***** Working data *****

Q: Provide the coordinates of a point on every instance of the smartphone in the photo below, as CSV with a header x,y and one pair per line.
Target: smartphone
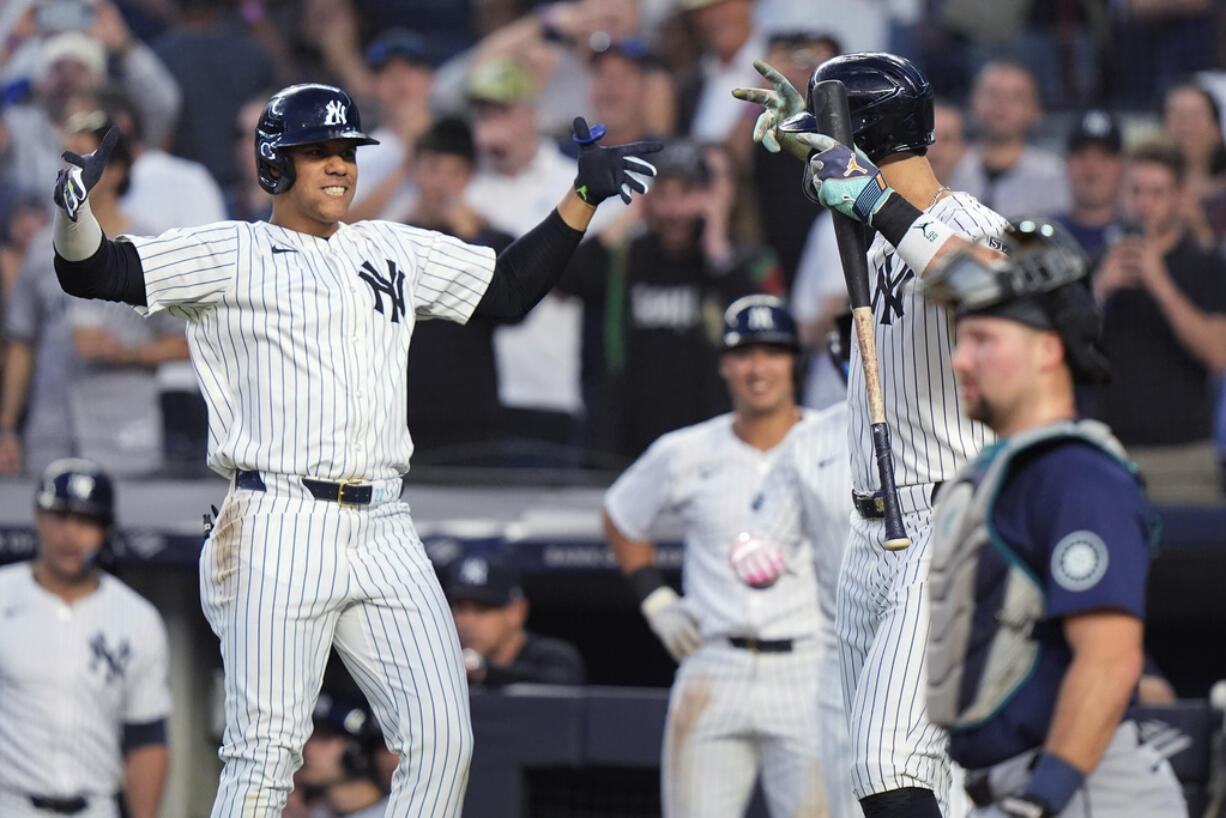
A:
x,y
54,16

*****
***** Working data *****

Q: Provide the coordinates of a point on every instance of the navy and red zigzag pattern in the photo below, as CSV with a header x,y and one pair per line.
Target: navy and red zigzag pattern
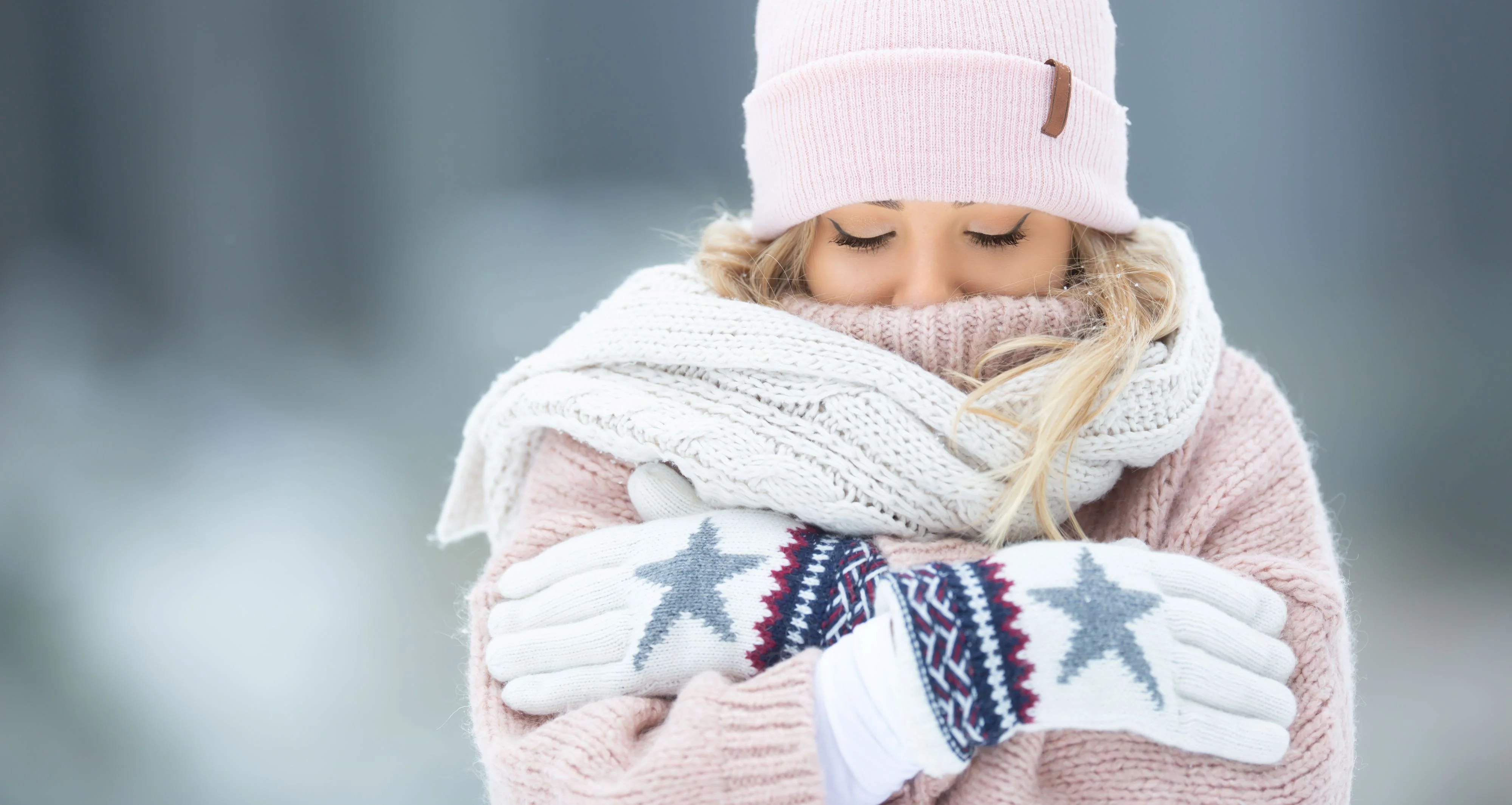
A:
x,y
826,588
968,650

*****

[Task prompt]
Report each line in the items above that contains the word "Provide", copying every such line in full.

[Result for this exercise]
Q: Provide the coordinates of a point on every instance of the smartphone in the photo below, as CSV with a header x,y and one pair per line.
Q: Provide the coordinates of a point on every instance of the navy and red zigzag pattern in the photo below, as CSV with a header x,y and one pair per line.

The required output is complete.